Aim of the exercise | Swap "red car" for "blue car" in everything from the line containing "Annotation task: tag one point per instance of the pink" down to the end of the records below. Reproduce only those lines, with nothing else altered.

--------------------------------

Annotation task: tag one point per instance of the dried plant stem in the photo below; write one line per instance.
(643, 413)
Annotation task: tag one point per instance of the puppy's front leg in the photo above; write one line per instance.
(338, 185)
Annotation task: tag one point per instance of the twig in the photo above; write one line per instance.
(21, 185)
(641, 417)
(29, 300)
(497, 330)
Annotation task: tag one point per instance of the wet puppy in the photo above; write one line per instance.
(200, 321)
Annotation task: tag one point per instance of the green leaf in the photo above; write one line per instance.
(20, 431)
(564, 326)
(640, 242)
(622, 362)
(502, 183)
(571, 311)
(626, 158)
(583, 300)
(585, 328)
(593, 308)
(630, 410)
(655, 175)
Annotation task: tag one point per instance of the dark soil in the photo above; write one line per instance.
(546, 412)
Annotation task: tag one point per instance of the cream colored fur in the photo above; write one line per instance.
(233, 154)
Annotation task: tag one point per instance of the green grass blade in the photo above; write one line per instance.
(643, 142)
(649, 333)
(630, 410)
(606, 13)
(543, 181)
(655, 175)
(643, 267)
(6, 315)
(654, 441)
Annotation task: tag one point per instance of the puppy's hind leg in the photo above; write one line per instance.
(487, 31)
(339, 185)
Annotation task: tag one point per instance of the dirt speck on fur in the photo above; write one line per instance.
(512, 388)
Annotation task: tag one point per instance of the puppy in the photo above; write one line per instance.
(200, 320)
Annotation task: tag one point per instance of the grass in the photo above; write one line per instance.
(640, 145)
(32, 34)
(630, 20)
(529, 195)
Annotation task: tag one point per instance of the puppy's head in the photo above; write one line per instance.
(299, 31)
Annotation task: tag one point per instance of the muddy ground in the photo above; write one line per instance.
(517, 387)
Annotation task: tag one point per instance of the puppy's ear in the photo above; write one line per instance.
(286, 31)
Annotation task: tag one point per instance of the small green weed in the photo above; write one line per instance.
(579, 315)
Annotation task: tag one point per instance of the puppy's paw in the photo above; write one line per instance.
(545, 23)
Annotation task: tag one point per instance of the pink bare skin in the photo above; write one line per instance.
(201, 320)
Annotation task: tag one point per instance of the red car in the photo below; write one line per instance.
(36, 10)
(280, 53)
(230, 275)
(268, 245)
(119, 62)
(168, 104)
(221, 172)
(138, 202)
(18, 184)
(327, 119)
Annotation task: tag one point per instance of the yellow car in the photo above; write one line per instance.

--------------------------------

Final answer |
Annotation task: tag one point per instance of the pink bare skin in the photo above; write one line per instance.
(201, 320)
Annotation task: tag one point per instance of the blue car in the photo below; write one line per instance.
(36, 10)
(280, 53)
(230, 275)
(268, 245)
(119, 62)
(168, 104)
(221, 172)
(138, 202)
(18, 184)
(327, 119)
Annotation task: tag one point per instance of the yellow car in the photo above; write one line per instance.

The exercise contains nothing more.